== Task to complete ==
Exactly the lines from the one containing "the batting helmet" through the end of the data below are to be reproduced, and nothing besides them.
##############################
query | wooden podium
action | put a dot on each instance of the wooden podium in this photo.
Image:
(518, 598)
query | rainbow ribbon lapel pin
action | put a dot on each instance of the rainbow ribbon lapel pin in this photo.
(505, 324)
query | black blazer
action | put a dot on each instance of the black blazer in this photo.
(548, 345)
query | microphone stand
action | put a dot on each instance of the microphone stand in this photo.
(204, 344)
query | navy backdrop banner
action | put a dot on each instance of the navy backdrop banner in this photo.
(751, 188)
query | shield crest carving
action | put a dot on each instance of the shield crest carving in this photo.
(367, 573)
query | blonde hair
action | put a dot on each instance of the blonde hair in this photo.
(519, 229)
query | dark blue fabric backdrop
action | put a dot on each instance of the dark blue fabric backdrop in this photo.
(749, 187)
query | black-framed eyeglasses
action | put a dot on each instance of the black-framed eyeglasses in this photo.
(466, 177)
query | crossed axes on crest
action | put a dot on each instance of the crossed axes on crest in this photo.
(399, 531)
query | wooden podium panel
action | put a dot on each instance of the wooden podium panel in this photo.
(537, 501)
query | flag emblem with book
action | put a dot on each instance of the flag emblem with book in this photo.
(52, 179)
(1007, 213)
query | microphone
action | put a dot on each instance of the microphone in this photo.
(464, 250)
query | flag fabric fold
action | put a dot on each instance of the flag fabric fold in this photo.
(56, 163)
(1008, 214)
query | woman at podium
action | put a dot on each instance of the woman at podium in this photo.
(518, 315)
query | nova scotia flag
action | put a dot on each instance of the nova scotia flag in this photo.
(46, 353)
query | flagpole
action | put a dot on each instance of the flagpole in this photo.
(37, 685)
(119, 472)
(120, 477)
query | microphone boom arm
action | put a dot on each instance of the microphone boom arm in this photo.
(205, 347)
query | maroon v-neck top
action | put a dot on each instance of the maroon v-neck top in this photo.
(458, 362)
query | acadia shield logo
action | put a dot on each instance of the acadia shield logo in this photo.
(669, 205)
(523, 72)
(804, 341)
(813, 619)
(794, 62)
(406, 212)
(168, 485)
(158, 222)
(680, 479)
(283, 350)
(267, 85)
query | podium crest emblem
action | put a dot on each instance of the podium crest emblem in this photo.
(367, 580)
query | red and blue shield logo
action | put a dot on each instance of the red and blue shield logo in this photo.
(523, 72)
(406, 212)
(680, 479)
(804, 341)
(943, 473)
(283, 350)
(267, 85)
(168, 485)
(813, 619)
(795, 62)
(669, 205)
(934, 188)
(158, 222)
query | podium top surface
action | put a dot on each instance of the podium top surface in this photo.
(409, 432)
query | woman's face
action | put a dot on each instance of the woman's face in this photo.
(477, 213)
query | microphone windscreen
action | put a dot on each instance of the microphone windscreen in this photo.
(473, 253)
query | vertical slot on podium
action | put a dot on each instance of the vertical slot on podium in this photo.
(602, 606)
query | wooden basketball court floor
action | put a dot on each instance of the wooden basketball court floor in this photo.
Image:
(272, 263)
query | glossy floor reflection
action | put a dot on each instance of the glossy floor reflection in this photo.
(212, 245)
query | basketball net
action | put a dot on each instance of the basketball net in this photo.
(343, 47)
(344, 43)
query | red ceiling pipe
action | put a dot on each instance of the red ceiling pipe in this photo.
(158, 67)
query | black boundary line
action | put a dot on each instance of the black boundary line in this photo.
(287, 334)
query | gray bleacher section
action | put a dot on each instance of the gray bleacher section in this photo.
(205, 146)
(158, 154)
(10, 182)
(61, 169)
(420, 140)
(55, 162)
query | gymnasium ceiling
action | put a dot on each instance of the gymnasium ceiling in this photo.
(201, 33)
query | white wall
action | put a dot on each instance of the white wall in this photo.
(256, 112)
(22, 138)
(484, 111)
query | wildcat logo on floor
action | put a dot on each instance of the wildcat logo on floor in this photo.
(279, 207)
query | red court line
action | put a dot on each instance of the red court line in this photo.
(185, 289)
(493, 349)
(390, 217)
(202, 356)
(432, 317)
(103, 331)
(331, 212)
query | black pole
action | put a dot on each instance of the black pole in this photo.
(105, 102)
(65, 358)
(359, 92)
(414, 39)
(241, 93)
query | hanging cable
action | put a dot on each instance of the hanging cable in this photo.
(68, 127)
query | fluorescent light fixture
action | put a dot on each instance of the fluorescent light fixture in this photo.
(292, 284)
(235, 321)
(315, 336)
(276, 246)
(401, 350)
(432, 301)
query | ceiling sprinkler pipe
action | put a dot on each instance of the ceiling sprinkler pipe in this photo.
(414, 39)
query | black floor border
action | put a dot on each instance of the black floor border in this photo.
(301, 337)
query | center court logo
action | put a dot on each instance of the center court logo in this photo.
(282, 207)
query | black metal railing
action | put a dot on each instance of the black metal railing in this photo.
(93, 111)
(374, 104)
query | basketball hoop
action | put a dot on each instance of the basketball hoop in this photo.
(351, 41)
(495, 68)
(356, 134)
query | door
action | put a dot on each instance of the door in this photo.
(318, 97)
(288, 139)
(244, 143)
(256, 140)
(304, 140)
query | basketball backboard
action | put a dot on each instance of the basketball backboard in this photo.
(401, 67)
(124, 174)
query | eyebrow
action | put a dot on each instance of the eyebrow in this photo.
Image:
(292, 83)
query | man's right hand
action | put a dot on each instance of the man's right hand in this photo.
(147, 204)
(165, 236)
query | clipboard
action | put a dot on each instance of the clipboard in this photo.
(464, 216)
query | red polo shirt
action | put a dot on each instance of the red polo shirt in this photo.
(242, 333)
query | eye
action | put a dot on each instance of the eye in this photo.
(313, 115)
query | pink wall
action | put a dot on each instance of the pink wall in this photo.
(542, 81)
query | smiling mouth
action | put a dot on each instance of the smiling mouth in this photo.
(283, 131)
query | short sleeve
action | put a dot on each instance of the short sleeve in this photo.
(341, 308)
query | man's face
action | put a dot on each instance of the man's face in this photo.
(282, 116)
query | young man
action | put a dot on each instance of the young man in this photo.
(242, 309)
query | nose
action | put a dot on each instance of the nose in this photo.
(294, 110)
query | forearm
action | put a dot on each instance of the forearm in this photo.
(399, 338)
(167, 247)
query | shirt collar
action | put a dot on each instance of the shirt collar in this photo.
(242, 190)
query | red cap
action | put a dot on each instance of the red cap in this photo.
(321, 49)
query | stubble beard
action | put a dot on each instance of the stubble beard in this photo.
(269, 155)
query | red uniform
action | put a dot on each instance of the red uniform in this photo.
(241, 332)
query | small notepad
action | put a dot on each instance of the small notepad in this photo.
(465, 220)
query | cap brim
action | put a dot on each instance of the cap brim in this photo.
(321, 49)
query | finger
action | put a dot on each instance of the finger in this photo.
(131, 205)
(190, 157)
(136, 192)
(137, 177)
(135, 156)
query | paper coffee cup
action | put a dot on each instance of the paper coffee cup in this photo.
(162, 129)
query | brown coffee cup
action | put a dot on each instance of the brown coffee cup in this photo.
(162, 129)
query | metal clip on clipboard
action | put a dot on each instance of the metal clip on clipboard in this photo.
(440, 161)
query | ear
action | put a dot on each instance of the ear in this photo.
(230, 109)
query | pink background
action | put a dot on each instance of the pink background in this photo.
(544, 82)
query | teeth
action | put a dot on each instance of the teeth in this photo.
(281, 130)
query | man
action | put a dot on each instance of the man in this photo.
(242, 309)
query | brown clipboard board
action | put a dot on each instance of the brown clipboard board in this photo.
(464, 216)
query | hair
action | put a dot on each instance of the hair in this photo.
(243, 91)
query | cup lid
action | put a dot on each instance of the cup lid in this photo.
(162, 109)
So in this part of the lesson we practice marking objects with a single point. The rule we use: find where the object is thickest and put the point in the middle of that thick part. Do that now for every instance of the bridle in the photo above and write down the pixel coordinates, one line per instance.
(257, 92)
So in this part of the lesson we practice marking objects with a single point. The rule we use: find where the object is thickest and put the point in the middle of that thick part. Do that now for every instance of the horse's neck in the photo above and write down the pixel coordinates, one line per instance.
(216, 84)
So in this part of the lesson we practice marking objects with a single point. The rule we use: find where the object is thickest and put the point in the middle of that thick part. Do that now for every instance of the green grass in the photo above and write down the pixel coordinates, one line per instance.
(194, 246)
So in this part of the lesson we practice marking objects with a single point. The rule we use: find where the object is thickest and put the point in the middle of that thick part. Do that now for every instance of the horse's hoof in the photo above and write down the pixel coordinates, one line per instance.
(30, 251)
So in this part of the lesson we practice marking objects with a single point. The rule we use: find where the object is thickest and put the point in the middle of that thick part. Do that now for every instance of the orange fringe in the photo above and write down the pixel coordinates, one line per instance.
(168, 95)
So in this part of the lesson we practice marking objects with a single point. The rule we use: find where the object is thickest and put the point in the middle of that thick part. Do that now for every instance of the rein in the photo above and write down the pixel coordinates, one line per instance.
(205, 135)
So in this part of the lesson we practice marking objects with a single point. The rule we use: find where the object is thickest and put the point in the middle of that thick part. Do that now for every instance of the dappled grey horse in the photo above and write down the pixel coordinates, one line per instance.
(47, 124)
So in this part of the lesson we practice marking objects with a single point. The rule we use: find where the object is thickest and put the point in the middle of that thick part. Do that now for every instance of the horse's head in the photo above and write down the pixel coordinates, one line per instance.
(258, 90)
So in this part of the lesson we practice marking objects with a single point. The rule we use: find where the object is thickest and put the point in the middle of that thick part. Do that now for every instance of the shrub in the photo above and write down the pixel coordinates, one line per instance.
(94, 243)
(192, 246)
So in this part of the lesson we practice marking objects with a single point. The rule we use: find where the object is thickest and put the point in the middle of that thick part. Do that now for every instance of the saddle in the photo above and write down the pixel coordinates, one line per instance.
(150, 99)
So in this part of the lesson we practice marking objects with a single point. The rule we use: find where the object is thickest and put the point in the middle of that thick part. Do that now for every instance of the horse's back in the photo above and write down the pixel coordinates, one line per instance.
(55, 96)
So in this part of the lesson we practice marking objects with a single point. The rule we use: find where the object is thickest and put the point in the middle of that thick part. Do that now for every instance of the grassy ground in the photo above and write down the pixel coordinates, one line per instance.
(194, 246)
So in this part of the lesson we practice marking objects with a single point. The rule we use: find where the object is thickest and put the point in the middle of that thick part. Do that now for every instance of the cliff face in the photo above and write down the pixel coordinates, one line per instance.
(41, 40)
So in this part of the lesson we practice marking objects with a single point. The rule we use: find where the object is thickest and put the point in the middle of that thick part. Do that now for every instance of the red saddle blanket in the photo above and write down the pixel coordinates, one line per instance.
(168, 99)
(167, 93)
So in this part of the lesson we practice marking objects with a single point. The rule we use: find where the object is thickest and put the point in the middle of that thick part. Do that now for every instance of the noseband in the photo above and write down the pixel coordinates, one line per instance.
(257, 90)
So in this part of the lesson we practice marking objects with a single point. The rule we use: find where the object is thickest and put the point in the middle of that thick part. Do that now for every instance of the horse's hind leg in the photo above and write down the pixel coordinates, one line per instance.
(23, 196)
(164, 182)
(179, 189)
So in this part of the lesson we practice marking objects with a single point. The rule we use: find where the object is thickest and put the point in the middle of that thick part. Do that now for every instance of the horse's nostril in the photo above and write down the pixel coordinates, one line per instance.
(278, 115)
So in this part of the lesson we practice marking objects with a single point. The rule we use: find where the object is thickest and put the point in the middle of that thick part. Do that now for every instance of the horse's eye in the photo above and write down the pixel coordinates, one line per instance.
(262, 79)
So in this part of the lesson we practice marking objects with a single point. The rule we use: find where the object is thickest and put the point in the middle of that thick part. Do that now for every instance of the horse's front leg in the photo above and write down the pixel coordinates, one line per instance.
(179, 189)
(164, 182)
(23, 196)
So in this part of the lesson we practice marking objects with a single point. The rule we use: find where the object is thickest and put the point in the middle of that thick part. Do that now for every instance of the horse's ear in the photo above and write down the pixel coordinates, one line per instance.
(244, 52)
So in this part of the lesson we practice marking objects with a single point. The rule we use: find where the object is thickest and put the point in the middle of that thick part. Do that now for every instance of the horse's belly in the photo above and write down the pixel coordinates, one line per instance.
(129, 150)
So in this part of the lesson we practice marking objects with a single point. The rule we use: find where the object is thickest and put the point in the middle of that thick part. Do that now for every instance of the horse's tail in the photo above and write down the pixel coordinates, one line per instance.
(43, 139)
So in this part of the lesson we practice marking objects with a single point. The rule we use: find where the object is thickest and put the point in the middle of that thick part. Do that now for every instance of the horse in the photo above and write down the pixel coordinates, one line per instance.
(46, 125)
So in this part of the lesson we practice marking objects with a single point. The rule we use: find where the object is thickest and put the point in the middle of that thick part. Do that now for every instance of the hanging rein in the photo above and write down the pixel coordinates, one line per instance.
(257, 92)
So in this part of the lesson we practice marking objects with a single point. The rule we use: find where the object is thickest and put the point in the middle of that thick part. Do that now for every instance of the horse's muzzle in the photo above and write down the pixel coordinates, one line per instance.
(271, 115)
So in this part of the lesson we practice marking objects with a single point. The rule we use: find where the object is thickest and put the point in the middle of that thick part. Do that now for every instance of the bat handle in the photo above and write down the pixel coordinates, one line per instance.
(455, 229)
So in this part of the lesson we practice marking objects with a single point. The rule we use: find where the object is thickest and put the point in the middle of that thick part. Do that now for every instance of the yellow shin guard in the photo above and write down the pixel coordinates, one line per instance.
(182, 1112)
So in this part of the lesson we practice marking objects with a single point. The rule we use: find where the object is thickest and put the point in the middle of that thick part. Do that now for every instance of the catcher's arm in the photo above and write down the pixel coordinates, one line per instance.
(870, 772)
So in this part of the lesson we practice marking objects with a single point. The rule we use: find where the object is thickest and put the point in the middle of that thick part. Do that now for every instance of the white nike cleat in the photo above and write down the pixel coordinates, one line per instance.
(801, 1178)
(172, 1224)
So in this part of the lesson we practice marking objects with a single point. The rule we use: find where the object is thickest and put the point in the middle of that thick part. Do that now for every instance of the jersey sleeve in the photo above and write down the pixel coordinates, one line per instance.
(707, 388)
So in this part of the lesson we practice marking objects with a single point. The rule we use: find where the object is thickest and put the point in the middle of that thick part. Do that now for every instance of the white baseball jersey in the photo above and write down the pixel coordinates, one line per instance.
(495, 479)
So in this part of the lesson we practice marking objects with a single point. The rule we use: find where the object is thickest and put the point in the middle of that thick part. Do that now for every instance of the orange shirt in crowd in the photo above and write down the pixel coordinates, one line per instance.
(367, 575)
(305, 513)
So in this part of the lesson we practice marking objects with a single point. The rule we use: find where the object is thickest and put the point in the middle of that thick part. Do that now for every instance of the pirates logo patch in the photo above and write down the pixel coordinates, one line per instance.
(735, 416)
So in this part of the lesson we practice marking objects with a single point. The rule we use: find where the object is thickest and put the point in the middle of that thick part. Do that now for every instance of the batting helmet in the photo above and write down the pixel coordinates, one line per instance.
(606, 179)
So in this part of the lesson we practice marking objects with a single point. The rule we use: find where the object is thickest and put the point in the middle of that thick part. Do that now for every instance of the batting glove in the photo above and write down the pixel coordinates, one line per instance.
##############################
== Response for this exercise ==
So in this part of the lesson we practice marking objects with a single point. The rule we use: find where the object is thickest and put the point in the middle of that thick part. Do that now for every instance of the batting helmet in the photo above and write down the pixel coordinates, one line per instance.
(606, 179)
So in this part of the lesson we practice marking objects with a single point. The rule we use: find where the object is thickest and put the point in the middle of that thick part. Do that now for every instance of the batting glove in the photo above and write down the pixel coordinates, one line per instance.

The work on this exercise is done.